Provided entries:
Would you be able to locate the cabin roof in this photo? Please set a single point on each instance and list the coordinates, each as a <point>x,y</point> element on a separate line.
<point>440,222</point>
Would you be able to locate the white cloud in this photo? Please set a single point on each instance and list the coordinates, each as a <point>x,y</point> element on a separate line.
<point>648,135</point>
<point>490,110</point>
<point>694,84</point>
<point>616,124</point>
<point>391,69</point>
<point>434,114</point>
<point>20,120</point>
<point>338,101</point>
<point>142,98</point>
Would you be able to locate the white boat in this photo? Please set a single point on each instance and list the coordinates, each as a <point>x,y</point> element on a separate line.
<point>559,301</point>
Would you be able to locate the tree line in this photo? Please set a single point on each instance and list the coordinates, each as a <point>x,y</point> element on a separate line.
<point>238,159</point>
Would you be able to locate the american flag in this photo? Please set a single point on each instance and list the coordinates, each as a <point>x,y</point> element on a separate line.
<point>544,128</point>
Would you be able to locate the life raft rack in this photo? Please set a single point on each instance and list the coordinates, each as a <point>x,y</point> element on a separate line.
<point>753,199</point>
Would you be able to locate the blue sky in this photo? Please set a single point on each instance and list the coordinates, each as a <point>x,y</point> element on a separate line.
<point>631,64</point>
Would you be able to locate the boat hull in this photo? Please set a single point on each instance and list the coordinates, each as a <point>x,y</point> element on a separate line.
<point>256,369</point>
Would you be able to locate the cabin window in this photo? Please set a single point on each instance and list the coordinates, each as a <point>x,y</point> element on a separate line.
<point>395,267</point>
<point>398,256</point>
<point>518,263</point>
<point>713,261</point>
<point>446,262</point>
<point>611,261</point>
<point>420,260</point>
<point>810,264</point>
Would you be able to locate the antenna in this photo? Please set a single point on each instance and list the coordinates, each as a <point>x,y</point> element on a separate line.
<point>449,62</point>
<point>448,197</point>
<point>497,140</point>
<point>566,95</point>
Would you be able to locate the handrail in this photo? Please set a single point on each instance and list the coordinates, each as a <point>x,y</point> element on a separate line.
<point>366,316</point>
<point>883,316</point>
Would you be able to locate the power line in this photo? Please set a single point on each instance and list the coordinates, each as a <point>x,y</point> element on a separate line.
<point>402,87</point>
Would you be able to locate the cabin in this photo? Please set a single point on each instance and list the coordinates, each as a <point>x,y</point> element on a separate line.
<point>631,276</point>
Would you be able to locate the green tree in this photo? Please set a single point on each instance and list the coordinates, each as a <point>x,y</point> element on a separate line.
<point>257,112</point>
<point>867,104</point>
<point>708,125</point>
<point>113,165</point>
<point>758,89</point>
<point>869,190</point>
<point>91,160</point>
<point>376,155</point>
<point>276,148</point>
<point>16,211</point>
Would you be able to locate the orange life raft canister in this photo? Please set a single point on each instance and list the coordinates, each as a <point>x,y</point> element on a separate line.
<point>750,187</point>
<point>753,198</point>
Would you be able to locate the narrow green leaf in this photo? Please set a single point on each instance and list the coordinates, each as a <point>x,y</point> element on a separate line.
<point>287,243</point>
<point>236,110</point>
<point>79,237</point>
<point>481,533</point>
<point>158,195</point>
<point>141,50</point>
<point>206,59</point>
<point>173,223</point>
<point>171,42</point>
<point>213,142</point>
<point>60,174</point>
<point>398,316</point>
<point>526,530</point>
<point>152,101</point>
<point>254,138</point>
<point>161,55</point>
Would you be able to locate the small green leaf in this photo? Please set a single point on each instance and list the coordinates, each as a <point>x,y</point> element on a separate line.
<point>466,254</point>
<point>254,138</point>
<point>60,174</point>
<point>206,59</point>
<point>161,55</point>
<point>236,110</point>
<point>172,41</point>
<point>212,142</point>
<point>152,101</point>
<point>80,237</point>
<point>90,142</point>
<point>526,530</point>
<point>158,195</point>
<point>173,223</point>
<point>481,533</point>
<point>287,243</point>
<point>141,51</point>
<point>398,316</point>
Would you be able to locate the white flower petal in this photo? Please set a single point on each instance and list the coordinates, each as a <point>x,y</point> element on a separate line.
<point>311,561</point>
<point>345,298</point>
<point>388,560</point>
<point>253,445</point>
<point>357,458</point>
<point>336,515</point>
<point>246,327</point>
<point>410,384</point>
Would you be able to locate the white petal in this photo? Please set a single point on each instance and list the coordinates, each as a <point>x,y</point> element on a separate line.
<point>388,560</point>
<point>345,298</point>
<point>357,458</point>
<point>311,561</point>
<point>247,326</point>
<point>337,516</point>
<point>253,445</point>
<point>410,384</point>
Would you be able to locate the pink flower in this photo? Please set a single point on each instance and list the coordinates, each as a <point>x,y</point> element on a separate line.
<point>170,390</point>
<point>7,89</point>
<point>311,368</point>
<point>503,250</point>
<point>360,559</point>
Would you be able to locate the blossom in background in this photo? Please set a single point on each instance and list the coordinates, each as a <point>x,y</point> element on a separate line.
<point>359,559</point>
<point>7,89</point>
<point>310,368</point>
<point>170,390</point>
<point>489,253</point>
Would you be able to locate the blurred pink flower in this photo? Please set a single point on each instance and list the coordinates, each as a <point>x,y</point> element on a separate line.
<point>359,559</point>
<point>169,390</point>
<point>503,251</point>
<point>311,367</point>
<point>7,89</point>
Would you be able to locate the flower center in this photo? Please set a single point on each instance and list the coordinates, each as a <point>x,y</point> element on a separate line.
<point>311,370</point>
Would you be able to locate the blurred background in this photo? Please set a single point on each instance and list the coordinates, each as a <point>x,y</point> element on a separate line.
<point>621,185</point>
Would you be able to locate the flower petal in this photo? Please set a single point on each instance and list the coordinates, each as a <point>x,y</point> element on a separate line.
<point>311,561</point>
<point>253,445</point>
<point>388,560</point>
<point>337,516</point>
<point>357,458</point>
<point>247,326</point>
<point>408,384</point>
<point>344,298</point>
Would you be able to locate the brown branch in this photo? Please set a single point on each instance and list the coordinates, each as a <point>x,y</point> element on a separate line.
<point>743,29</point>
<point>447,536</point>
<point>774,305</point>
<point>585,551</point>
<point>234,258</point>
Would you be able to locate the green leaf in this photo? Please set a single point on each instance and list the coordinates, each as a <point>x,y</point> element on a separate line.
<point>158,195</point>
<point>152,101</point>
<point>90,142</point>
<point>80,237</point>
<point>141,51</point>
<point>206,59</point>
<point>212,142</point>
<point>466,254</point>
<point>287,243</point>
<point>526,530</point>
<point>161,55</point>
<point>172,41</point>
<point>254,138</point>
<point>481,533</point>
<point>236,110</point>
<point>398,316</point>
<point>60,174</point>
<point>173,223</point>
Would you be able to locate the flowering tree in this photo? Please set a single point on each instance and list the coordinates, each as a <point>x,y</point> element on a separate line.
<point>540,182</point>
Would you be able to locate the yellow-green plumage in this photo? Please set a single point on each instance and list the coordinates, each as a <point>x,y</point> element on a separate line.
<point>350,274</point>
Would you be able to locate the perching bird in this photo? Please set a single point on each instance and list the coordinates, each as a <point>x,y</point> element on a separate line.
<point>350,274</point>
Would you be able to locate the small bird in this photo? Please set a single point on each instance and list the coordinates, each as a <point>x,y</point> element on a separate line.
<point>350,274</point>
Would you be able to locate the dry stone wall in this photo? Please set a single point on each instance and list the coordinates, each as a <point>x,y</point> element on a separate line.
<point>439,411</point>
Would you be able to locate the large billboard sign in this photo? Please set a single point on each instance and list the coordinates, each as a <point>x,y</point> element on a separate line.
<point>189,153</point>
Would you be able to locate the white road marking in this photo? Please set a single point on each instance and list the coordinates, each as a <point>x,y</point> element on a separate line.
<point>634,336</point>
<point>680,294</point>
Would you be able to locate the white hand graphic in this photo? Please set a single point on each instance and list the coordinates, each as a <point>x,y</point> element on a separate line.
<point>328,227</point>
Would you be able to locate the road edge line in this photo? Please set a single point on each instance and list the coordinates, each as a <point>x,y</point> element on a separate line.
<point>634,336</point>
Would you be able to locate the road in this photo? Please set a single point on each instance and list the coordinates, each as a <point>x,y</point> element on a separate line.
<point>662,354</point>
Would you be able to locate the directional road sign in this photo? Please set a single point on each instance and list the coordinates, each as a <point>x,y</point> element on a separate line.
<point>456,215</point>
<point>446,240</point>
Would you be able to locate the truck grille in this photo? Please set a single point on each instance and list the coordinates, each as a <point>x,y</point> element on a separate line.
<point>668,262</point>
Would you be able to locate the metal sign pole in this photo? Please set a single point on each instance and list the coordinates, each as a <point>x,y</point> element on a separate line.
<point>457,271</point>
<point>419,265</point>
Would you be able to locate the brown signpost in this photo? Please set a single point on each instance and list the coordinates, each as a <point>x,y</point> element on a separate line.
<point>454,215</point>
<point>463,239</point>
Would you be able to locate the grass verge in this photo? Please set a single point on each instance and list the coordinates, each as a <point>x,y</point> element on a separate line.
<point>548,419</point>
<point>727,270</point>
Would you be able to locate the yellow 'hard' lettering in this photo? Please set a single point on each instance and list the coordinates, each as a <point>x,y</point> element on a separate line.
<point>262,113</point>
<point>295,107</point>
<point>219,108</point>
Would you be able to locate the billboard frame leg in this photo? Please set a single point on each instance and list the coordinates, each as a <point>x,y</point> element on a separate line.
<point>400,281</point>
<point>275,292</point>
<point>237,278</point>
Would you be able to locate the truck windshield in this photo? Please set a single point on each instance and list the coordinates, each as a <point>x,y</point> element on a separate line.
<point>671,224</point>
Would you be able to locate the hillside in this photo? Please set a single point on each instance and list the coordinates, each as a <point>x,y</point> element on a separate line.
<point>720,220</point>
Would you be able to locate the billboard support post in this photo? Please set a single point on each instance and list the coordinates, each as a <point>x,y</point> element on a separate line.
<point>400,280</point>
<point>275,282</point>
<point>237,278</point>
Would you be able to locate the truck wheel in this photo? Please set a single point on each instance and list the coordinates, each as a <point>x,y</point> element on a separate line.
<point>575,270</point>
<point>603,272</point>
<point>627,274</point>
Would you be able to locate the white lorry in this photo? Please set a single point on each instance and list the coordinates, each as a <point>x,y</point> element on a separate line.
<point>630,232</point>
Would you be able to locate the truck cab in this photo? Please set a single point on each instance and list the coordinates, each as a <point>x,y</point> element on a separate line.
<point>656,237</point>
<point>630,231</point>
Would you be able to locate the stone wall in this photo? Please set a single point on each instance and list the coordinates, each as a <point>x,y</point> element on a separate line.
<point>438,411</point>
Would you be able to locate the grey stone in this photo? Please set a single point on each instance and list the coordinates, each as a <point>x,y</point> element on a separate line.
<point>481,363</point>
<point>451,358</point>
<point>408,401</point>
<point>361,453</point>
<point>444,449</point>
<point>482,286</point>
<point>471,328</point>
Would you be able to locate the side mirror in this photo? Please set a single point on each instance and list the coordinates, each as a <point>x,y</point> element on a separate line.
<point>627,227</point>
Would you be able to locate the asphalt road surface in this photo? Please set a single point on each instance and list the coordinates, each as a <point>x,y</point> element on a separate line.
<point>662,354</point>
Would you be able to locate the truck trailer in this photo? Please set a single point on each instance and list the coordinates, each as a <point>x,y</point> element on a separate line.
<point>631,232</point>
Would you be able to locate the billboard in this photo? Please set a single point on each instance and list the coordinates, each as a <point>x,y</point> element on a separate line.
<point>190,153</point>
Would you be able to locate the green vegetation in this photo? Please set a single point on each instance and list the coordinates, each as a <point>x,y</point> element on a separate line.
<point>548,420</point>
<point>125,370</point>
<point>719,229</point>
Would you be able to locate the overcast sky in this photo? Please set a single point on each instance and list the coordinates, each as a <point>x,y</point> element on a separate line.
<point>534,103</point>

The exercise:
Could you copy out, word for word, everything from the line containing "Would you be able to locate the metal" down to the line containing "<point>463,239</point>", with both of those lines included?

Problem solution:
Would you be able to locate the metal sign pole in this photo? Please set a single point on each instance and list the coordinates, each as a <point>x,y</point> element on a separate line.
<point>457,271</point>
<point>419,265</point>
Would you be able to locate the brown signpost in this photo? Please set a single point on each instance and list the coordinates, each as a <point>x,y</point> element on a separate line.
<point>454,215</point>
<point>463,239</point>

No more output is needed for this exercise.